§ To do: Rewrite the lines below, from the one containing "I need you to analyze the photo above. Specifically, find spire" through the last line inclusive, as a numbered list, omitting any blank lines.

§ Available records:
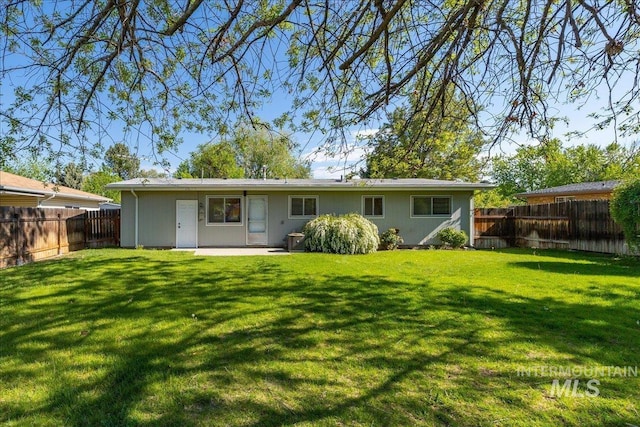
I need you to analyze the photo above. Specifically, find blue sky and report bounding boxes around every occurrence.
[0,2,635,178]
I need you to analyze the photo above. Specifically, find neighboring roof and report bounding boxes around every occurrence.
[515,181,622,197]
[107,178,495,191]
[0,171,111,202]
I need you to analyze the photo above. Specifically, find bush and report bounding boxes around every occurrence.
[302,214,380,254]
[438,227,468,248]
[610,179,640,252]
[380,228,404,251]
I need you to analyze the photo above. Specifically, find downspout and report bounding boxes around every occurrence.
[469,193,476,248]
[130,188,138,248]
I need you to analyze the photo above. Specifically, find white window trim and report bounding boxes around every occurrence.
[204,194,245,227]
[360,194,387,219]
[409,194,453,218]
[287,194,320,219]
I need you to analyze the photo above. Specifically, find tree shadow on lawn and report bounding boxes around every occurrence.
[496,249,640,277]
[0,259,640,426]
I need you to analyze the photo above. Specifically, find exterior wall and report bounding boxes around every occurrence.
[120,191,136,248]
[121,189,472,247]
[527,193,612,205]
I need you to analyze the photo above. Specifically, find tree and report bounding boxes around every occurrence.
[104,142,140,180]
[56,162,84,190]
[174,126,310,179]
[4,156,53,182]
[138,169,167,178]
[361,102,485,181]
[0,0,640,159]
[82,166,121,203]
[492,139,640,197]
[611,181,640,251]
[231,127,311,179]
[174,142,244,178]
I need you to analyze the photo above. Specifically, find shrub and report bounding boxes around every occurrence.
[380,228,404,251]
[302,214,380,254]
[610,179,640,252]
[438,227,468,248]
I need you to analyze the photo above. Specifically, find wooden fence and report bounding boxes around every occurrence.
[475,200,630,254]
[0,207,120,268]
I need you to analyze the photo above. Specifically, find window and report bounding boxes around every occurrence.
[362,196,384,218]
[207,196,242,225]
[411,196,451,217]
[289,196,318,218]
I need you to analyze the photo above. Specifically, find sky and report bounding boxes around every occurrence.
[0,2,634,178]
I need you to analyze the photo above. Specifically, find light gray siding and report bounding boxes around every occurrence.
[121,188,472,247]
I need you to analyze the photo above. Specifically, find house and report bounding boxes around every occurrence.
[107,178,493,248]
[515,181,621,205]
[0,171,111,210]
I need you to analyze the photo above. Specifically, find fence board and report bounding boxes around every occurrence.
[475,200,630,254]
[0,207,120,268]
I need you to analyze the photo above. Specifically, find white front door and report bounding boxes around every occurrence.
[247,196,268,245]
[176,200,198,248]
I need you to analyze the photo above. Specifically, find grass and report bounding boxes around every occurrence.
[0,250,640,426]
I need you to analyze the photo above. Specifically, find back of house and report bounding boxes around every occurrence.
[108,178,493,248]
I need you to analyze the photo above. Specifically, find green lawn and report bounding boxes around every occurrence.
[0,250,640,426]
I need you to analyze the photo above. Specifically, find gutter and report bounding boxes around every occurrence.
[129,188,138,248]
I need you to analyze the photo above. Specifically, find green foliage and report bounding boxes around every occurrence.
[492,139,640,198]
[174,125,311,179]
[303,213,380,254]
[231,126,311,179]
[438,227,469,249]
[104,142,140,180]
[174,142,244,178]
[4,156,54,182]
[610,179,640,252]
[82,167,121,203]
[380,228,404,251]
[361,100,485,181]
[56,162,84,190]
[473,188,524,208]
[138,169,167,178]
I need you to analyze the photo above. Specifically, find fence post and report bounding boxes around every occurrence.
[83,211,89,249]
[57,214,62,255]
[12,211,22,265]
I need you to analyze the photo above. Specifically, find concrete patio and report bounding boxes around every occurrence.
[172,248,291,256]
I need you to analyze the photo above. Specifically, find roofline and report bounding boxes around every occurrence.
[0,185,113,202]
[107,181,495,192]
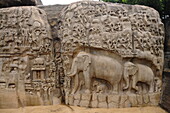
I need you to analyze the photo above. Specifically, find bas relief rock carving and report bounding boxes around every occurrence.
[0,1,164,108]
[0,6,57,108]
[67,52,122,93]
[58,1,164,108]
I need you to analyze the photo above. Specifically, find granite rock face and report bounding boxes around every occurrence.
[0,0,42,8]
[0,1,164,108]
[0,6,56,108]
[57,1,164,108]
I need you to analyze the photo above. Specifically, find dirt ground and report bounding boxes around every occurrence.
[0,105,167,113]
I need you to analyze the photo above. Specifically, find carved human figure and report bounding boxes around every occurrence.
[67,52,123,93]
[123,61,154,92]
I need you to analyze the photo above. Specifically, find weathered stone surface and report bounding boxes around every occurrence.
[74,100,80,106]
[0,0,42,8]
[82,94,91,101]
[107,95,120,103]
[160,72,170,112]
[98,102,108,108]
[91,100,98,108]
[136,95,143,106]
[0,1,164,108]
[57,1,164,107]
[80,100,90,107]
[149,93,160,105]
[0,6,57,108]
[98,94,107,102]
[68,95,74,105]
[128,94,138,107]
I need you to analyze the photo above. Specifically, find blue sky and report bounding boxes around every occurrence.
[41,0,98,5]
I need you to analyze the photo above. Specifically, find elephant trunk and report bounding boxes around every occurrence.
[67,60,77,77]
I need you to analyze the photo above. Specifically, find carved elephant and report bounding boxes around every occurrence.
[123,62,154,92]
[67,52,123,94]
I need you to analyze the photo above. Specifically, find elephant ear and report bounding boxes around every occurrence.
[83,55,91,71]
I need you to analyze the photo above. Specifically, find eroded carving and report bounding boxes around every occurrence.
[58,1,164,107]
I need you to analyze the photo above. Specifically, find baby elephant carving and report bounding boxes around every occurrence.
[67,52,122,94]
[93,81,107,93]
[123,62,154,92]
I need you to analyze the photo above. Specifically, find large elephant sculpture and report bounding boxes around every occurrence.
[67,52,123,94]
[123,62,154,92]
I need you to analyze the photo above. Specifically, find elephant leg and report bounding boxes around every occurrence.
[149,81,154,93]
[112,83,119,94]
[71,74,79,94]
[83,71,91,93]
[132,76,138,91]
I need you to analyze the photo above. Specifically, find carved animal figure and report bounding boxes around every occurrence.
[123,62,154,92]
[93,81,107,93]
[154,77,162,92]
[67,52,122,93]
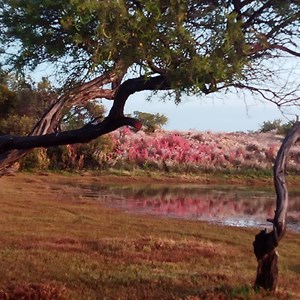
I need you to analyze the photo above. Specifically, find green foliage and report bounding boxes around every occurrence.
[133,111,168,132]
[0,0,300,98]
[259,119,294,135]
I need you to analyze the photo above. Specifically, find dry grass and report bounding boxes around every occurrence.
[0,174,300,300]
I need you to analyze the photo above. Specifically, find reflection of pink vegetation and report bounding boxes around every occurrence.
[109,128,299,169]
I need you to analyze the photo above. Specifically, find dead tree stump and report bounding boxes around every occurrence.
[253,122,300,291]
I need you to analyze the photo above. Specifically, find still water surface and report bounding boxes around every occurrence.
[86,184,300,232]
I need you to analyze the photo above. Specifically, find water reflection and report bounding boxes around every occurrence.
[85,185,300,232]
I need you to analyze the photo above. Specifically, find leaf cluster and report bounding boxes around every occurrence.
[0,0,300,97]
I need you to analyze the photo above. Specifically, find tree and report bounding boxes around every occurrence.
[0,0,300,290]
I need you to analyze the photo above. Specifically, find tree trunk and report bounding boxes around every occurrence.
[253,122,300,291]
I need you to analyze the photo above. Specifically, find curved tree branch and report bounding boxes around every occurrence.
[253,122,300,290]
[0,76,171,174]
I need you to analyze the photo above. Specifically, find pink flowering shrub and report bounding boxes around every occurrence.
[95,128,300,172]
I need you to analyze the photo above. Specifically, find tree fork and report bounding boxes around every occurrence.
[253,121,300,291]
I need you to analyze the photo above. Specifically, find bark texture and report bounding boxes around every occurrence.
[0,74,170,176]
[253,122,300,291]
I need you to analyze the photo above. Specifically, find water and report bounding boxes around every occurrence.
[83,184,300,232]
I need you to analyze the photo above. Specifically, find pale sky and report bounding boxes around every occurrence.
[103,92,300,132]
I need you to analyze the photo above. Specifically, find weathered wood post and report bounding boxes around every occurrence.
[253,121,300,291]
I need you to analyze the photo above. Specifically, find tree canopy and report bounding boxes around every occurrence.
[0,0,300,170]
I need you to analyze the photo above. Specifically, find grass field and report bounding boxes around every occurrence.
[0,174,300,300]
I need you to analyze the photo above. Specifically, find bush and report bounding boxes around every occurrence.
[260,119,294,135]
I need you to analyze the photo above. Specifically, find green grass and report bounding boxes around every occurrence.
[0,174,300,300]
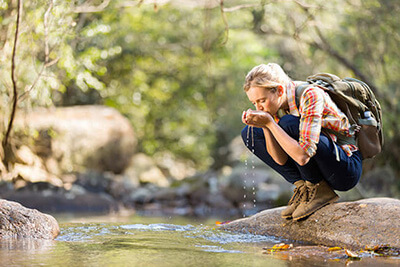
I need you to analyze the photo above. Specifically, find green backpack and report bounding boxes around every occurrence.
[296,73,383,159]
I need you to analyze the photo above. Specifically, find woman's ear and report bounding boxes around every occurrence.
[276,85,284,96]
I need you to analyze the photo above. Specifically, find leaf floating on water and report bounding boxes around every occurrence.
[365,245,400,257]
[263,243,293,252]
[215,221,231,225]
[328,247,343,251]
[344,249,360,260]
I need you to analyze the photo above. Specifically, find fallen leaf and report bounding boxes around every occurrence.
[344,249,360,259]
[328,247,342,251]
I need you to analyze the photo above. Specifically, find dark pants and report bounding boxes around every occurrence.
[242,115,362,191]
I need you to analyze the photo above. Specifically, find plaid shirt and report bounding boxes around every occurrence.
[286,83,358,157]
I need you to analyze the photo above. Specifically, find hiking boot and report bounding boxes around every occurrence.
[281,180,306,219]
[292,180,339,221]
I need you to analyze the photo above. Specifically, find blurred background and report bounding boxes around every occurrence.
[0,0,400,220]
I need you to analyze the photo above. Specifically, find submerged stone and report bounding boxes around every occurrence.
[219,198,400,249]
[0,199,60,240]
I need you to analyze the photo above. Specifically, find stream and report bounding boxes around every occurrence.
[0,215,398,266]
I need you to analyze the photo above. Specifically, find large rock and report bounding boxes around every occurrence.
[0,199,60,240]
[220,198,400,249]
[16,106,137,173]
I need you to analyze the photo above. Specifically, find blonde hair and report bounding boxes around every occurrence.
[243,63,291,92]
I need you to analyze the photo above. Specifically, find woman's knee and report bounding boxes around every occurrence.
[278,115,300,138]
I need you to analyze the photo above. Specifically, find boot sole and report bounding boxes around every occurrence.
[293,196,339,221]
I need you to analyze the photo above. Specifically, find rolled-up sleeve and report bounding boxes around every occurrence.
[299,87,325,157]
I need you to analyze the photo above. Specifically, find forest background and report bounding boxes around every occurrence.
[0,0,400,207]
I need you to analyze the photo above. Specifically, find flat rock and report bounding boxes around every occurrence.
[0,199,60,240]
[220,198,400,249]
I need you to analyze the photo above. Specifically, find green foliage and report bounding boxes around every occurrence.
[0,0,400,179]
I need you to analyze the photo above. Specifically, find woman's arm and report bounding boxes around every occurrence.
[262,127,288,165]
[266,120,310,166]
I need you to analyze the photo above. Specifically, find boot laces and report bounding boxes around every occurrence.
[289,185,307,205]
[302,184,318,203]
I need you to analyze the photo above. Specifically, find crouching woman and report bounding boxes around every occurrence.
[242,63,362,221]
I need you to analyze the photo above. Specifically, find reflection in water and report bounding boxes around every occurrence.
[0,218,398,267]
[0,238,56,266]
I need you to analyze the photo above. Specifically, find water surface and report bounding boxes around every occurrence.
[0,216,399,266]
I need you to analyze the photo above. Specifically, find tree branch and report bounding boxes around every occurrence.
[74,0,111,13]
[294,0,383,98]
[219,0,229,45]
[3,0,23,148]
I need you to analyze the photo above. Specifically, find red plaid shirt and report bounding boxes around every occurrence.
[280,83,358,157]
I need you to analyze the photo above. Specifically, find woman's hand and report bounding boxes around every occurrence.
[242,109,274,128]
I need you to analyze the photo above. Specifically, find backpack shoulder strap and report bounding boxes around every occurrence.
[295,82,311,108]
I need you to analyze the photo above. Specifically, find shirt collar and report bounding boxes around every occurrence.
[286,82,300,116]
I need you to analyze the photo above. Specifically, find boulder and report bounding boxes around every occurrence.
[220,198,400,249]
[0,199,60,240]
[15,105,137,173]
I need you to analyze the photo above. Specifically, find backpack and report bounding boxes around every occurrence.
[296,73,383,159]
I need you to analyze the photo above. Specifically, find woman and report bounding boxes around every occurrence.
[242,63,362,221]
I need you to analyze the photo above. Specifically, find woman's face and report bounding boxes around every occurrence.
[246,86,283,115]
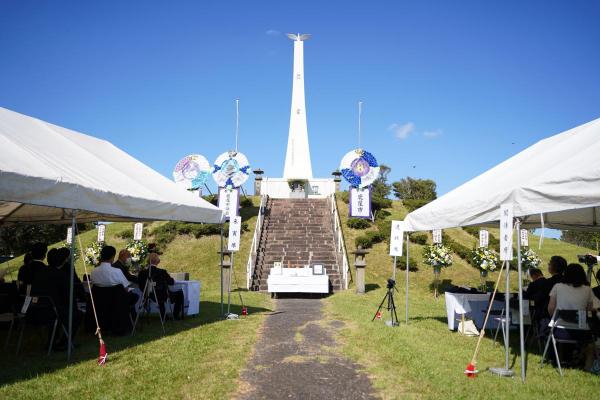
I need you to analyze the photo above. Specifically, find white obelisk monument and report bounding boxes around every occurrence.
[283,33,312,180]
[260,33,335,198]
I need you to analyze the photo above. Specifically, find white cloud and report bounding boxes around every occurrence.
[423,129,442,139]
[388,122,415,140]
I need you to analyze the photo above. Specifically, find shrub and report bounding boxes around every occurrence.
[354,236,373,249]
[402,199,429,212]
[371,196,392,212]
[202,194,218,206]
[336,190,350,204]
[346,218,371,229]
[444,238,473,264]
[240,197,254,208]
[396,256,419,271]
[409,233,428,245]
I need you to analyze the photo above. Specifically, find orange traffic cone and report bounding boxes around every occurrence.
[465,363,479,378]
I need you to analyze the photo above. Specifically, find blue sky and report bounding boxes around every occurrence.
[0,0,600,200]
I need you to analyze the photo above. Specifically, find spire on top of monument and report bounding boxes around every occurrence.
[283,33,312,180]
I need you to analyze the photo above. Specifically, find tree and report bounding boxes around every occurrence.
[392,176,437,211]
[371,164,392,199]
[560,231,600,250]
[392,176,437,201]
[0,224,93,256]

§ The reply:
1. I need you to analyze the photo above. Specifically, find spire on top of monument and report bounding boxes around every occurrence.
2. [283,33,312,180]
3. I need you to analyze the photo above. Specifically, find tree and report bounding boxes around every occurrence.
4. [392,176,437,211]
5. [371,164,392,199]
6. [560,231,600,250]
7. [392,176,437,201]
8. [0,224,93,256]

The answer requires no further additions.